> [INSTRUCTIONS TO FOLLOW] Could you resume the article on early multiple sclerosis going undetected in children, picking up right after its last sentence?
#### DOCUMENT EXTRACT ####
Children at risk of MS often go undetected in early stages

March 20, 2023
A new study finds detection tools used for at-risk adults fail to predict the multiple sclerosis in young patients. The oversight could delay treatment of the disease at its earliest stages, according to the study’s authors.

Magnetic resonance imaging is the primary tool used for diagnosis of MS, and doctors have applied various standards over the years to classify those most likely to develop the disease. The most recent standard, known as the McDonald criteria, was last updated in 2017. In some cases, imaging suspicious for MS is found incidentally before the disease manifests, a condition known as radiologically isolated syndrome. But after reviewing the MRIs of children with RIS, researchers determined these criteria are likely insufficient for pediatric patients.

When the myelin sheath is damaged, nerve impulses slow or even stop, causing neurological issues. This damage appears as lesions – white or gray spots – on an MRI. There are many reasons for abnormal MRI findings; most don’t represent demyelination. While not all patients with MRI findings typical of demyelination go on to develop MS, a substantial number do.
#### INFORMATION SHOWN ####
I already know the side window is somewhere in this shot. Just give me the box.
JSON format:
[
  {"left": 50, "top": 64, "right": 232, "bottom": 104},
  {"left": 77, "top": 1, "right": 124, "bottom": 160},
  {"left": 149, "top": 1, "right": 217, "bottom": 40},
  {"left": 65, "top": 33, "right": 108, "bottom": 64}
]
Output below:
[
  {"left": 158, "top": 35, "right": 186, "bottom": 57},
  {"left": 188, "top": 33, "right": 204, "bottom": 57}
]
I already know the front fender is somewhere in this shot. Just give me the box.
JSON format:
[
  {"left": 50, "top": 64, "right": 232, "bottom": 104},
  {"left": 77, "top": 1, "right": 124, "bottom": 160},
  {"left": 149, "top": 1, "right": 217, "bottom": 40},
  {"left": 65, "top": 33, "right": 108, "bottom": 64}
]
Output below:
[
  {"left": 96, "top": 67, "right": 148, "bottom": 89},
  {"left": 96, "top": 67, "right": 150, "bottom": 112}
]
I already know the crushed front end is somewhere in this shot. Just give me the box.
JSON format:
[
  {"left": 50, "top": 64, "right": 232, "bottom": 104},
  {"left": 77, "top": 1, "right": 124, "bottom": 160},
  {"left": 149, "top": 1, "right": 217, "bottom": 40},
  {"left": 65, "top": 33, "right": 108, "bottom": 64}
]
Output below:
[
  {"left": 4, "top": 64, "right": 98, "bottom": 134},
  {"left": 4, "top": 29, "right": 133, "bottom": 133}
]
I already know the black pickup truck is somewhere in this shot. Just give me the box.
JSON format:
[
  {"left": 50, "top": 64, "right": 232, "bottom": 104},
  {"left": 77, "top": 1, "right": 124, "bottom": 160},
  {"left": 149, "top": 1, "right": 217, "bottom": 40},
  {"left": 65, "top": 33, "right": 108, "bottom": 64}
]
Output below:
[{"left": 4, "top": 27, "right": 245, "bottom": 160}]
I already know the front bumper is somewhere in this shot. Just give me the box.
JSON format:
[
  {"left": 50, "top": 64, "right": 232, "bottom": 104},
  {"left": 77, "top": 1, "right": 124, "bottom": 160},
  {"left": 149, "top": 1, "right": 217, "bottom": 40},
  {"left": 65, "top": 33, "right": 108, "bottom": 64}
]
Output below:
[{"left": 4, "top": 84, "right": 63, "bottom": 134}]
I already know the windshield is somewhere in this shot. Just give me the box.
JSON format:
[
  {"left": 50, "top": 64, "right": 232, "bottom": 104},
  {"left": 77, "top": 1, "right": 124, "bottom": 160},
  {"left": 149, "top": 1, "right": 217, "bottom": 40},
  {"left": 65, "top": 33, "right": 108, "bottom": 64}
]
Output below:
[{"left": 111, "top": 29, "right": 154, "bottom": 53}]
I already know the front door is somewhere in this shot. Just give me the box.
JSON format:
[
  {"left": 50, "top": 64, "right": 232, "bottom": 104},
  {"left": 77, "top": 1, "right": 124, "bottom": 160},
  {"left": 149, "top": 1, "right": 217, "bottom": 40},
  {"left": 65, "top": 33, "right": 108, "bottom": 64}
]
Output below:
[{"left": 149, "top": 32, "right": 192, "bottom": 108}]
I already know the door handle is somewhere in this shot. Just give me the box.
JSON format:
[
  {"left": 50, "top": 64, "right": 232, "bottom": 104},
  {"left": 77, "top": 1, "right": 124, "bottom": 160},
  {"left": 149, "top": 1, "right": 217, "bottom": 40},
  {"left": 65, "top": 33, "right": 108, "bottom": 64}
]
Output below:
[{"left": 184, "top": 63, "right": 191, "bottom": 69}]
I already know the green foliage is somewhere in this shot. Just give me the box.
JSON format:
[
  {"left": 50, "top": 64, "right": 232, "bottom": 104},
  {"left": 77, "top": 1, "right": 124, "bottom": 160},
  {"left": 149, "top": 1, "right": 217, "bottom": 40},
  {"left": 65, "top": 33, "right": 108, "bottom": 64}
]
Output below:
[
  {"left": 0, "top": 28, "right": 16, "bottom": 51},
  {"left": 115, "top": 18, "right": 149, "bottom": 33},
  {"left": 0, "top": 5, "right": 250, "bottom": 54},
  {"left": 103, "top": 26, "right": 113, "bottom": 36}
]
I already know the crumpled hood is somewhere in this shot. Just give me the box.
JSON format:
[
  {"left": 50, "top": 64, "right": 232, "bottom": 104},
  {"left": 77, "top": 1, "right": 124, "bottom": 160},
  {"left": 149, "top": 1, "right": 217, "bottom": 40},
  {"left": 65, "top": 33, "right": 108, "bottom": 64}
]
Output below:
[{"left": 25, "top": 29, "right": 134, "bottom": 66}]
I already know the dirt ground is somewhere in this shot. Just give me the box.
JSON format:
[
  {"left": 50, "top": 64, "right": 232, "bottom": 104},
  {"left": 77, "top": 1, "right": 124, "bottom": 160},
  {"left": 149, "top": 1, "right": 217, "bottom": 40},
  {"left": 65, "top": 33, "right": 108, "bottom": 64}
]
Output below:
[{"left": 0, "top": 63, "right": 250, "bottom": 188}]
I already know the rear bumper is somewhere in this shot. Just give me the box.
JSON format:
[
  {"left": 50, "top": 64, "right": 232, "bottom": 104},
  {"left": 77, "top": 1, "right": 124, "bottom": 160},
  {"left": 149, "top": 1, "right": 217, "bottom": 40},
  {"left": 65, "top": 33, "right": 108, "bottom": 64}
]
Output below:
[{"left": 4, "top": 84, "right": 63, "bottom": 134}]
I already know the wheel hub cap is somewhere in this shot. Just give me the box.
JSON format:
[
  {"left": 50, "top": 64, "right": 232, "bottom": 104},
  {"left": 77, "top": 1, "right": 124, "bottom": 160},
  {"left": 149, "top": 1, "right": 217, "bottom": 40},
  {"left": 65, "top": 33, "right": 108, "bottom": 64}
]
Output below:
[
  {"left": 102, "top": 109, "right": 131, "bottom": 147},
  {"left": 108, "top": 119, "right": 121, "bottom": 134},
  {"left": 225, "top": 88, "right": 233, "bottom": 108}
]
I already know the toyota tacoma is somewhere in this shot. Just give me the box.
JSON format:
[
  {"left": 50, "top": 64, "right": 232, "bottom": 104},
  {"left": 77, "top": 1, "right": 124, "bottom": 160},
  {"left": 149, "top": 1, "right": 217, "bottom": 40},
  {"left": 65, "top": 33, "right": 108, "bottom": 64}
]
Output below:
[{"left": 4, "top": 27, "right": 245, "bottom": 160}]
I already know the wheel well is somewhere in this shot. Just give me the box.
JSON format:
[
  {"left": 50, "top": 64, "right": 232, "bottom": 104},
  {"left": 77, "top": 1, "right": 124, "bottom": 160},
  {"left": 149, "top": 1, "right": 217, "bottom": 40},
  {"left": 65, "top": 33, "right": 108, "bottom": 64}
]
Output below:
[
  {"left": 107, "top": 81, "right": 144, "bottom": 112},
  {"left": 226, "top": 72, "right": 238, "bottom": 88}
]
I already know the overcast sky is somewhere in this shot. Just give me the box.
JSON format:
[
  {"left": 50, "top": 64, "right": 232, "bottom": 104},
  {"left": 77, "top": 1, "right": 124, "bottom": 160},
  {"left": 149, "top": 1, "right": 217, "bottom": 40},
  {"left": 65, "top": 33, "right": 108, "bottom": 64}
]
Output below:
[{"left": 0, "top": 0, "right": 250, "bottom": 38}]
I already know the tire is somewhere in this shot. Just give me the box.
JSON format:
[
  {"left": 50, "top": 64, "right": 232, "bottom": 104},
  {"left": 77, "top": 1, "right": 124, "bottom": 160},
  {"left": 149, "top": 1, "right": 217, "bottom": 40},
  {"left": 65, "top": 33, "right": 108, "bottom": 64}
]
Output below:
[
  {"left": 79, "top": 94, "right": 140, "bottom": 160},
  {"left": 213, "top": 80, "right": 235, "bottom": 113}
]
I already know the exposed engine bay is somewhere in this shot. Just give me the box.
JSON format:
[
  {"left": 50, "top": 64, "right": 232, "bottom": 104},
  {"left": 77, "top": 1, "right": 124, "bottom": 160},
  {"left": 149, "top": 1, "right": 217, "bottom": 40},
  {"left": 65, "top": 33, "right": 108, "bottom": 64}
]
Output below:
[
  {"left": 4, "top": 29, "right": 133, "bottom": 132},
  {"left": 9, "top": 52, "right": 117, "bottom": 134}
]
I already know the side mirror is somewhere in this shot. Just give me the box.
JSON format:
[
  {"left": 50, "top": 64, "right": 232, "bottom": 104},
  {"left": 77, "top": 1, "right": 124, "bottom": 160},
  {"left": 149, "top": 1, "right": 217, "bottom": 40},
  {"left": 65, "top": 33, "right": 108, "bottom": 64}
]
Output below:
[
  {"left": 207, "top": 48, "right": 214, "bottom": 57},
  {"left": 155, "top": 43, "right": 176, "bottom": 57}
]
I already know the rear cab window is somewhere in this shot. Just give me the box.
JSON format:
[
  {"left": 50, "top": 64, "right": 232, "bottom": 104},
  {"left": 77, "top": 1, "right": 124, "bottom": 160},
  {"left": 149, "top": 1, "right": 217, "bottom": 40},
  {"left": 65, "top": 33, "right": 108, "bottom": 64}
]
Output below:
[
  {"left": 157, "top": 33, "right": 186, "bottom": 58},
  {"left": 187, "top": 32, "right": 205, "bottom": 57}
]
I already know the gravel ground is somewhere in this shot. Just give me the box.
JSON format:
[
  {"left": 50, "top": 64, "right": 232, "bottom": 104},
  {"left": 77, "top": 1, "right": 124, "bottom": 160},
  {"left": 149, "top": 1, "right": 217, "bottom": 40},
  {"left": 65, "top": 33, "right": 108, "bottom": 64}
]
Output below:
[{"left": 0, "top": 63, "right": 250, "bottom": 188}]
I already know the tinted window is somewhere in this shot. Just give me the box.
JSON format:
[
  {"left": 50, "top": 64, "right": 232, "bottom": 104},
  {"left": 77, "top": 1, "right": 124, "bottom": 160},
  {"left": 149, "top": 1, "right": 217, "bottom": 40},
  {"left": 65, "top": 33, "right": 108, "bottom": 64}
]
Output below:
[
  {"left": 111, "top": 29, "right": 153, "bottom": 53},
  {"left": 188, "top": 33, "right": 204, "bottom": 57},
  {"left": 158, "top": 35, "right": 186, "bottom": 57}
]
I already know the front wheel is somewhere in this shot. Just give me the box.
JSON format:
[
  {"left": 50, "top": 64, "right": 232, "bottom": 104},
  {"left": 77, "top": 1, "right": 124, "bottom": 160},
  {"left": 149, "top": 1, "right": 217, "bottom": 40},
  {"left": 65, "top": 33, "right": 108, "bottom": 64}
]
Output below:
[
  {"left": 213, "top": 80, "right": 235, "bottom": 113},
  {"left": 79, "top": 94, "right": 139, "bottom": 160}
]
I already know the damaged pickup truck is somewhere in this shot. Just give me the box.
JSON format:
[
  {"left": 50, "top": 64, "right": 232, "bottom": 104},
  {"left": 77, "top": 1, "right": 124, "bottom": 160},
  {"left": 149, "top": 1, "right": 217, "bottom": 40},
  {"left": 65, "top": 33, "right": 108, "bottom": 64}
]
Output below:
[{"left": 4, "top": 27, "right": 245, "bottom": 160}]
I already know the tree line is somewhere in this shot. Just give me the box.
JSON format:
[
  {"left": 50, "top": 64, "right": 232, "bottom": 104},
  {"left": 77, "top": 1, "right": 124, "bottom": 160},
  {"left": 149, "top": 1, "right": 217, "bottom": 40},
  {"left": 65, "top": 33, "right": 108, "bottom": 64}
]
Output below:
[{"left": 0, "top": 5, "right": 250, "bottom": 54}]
####
> [SOLVED EXERCISE]
To determine if children with abnormal MRI findings would develop symptoms linked to MS, and to understand how diagnostic tools used for adults apply to children, researchers at the Rutgers Robert Wood Johnson Medical School examined MRIs of children suspected of having demyelination.

Study participants were identified through the U.S. Network of Pediatric Multiple Sclerosis Centers and Rutgers Robert Wood Johnson Medical School databases. Patients were between 8 years and 18 years of age, and each had MRI findings that showed demyelination. None of the children in the study had physical or neurological symptoms common to MS – such as blurred or loss of vision, vertigo, or numbness or weakness in one or both legs – at the time of their initial MRI. While the database didn’t record why participants had been tested, the study’s authors said headaches were the most common reason.

After initial review of MRI data, patient data was assessed over a mean duration of 3.7 years to measure development of a first MS attack or new lesions. Of the 38 patients included in the study, 14 of 35 (40 percent) experienced a new clinical attack and 27 of 37 (73 percent) exhibited new MRI lesions during the review period.

When the researchers applied current MS diagnostic measures to the cohort, they found that many patients still developed MS even though they failed to meet either the McDonald or Barkhof criteria.

The study was published in the journal Multiple Sclerosis and Related Disorders.